§ **SOURCE DATA**:

========

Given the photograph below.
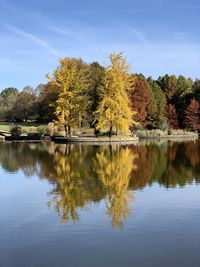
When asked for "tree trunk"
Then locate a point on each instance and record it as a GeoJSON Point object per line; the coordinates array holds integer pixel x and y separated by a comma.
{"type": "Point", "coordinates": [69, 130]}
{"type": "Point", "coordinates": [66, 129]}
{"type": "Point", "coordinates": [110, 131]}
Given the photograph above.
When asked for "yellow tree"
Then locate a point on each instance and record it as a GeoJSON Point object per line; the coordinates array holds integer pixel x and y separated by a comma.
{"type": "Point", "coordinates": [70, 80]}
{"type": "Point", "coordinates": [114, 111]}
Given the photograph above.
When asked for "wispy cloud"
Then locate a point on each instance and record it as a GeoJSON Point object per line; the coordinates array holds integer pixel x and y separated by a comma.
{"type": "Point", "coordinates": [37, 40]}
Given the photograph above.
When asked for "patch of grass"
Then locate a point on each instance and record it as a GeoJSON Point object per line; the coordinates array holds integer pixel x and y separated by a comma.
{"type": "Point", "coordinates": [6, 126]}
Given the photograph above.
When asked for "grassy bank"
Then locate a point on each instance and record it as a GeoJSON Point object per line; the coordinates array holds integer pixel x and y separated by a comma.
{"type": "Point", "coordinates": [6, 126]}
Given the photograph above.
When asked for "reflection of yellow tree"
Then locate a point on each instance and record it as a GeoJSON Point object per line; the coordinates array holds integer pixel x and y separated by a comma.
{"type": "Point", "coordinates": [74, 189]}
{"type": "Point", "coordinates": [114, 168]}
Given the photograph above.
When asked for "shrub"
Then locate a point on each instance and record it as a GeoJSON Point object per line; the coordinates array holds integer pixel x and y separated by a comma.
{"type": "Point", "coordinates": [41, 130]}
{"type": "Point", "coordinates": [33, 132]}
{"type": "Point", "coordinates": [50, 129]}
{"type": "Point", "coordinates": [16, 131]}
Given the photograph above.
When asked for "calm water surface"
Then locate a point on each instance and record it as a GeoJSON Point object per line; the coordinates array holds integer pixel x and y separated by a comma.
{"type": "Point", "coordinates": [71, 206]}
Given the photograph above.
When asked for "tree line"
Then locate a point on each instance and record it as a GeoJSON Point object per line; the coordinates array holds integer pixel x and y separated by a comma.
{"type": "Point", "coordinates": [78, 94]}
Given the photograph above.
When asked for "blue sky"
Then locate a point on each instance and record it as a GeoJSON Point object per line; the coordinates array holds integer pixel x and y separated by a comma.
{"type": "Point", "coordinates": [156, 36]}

========

§ **GIVEN EXERCISE**: List every line in the records above that contains the word "asked", matching case exactly.

§ **FINAL RESULT**:
When asked for "tree trunk"
When asked for "yellow tree"
When asked for "wispy cloud"
When asked for "patch of grass"
When asked for "grassy bank"
When asked for "reflection of yellow tree"
When asked for "shrub"
When asked for "calm water surface"
When asked for "tree line"
When asked for "blue sky"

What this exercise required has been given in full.